▶ _PASSAGE TO READ_
◆ ◆ ◆ ◆ ◆ ◆ ◆
His romantic style has been influenced by everything from the perennial fashion film “Grey Gardens,” about the decaying socialite Edith Bouvier Beale, to the elegance of a rosebud, but always with the kind of dressmaker details more typically associated with high-fashion designers such as Alber Elbaz for Lanvin.

So it might be surprising to hear that Lim actually grew up in Orange County, Calif. – not the over-privileged “OC,” but the working-class town of Westminster, where his family moved from Cambodia and where his mother Hannah still lives.

Lim lives and works in New York now, but visits his mother often, most recently last month when we caught up with them. His old bedroom has been converted into a storage space, but from the stack of fashion magazines spilled on the floor next to the couch, you can tell he still bunks there.

Lim has never invited his mom – or any of his family – to his runway shows. Or told them how much his clothes cost. (His line falls in the contemporary category, so most pieces are less than $1,000.) His mother only recently learned that his work has been featured in magazines when a French relative phoned her after seeing his name in Jalouse.

Like so many immigrant children who don’t go into professional fields, Lim thinks he’s disappointed his parents, for whom going into fashion was on par with becoming a small-time seamstress. He’s not estranged from his mom, but they have a mutual understanding. He lives his life in New York, she sends him her famous garlic sauce, and they rarely, if ever, discuss work. But it could be the intersection of her make-do mentality and his more sophisticated, city-wise aesthetic that has made his collection such a hit.

“Vogue magazine doesn’t mean anything to her,” Lim says. “She doesn’t know who Anna Wintour is or what Barneys is. She doesn’t know that it’s all about the little white dress.”

The truth is, Asian designers are making a mark on fashion the likes of which we haven’t seen since the 1980s, when Yohji Yamamoto, Issey Miyake and Rei Kawakubo first landed in Paris from Japan. Except that this second wave is Asian-American. Derek Lam, the new creative director for Italian luxury goods brand Tods, was born in Hong Kong and raised in San Francisco, where he first learned about clothing at his grandparents’ bridal wear factory. Doo Ri Chung, who emigrated from South Korea when she was 4 and started designing out of her parents’ dry-cleaning shop, won the CFDA/Vogue Fashion Fund Award in November and has designed a special collection of white shirts in Gap stores nationwide now. Thakoon Panichgul, of Thai descent, Peter Som, of Chinese descent, and Richard Chai, of Korean descent, also are turning out consistently strong collections on New York runways.

Still, working in fashion, or more specifically sewing clothes, was not the life Hannah wanted for her son.

More than 30 years later, she tears up talking about the summer of 1975 when she and her late husband Pary escaped from Cambodia in the middle of the night, huddled in a boat with their six children who were all under the age of 13. The Lims are Chinese, but their ancestors migrated to Cambodia after Japan invaded. When Pol Pot took over, “I was afraid he was going to draft my boys as children soldiers,” Hannah says, as her daughter Lisa translates.
◆ ◆ ◆ ◆ ◆ ◆ ◆
▶ _DATA SHOWN_
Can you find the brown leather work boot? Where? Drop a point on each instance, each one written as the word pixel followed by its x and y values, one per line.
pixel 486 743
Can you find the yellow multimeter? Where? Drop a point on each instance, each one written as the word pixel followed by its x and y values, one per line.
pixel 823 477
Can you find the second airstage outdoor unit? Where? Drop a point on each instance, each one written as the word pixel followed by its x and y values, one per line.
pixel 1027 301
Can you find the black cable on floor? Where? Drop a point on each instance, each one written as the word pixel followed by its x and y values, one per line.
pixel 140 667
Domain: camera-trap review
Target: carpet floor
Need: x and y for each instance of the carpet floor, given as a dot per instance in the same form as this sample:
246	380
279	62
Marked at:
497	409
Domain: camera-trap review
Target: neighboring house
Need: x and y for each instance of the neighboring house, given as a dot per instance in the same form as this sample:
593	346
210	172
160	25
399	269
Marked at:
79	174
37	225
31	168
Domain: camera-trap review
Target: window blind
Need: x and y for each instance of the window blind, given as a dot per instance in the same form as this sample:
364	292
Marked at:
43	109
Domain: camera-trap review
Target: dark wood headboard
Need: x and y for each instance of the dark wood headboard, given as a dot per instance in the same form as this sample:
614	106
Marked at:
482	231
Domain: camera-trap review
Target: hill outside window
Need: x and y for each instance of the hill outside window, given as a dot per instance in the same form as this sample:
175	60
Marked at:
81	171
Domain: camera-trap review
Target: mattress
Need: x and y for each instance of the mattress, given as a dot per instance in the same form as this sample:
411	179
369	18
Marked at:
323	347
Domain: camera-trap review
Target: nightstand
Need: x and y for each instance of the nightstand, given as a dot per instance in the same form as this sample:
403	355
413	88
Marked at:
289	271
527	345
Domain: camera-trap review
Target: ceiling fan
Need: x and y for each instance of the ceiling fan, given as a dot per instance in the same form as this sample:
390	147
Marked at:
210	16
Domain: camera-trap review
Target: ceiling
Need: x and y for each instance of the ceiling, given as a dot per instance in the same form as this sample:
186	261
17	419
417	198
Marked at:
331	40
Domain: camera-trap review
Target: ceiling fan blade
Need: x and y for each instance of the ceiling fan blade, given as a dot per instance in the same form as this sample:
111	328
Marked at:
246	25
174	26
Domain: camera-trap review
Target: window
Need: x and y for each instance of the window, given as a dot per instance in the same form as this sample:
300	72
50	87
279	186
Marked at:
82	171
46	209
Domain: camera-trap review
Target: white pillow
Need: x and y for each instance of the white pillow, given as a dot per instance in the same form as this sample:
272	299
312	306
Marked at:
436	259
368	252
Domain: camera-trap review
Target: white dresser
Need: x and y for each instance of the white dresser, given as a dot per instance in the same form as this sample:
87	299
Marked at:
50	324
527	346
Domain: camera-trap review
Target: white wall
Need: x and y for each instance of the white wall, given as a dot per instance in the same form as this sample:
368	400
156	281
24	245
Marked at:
◆ ◆ ◆ ◆ ◆ ◆ ◆
▶ _TASK PROMPT_
Answer these questions from the passage about the designer Lim:
1. In which town did Lim grow up?
2. What does Lim's mother send him in New York?
3. In what summer did Hannah and her husband escape from Cambodia?

▶ _RESPONSE TO THE EXERCISE_
1. Westminster, in Orange County, California.
2. Her famous garlic sauce.
3. The summer of 1975.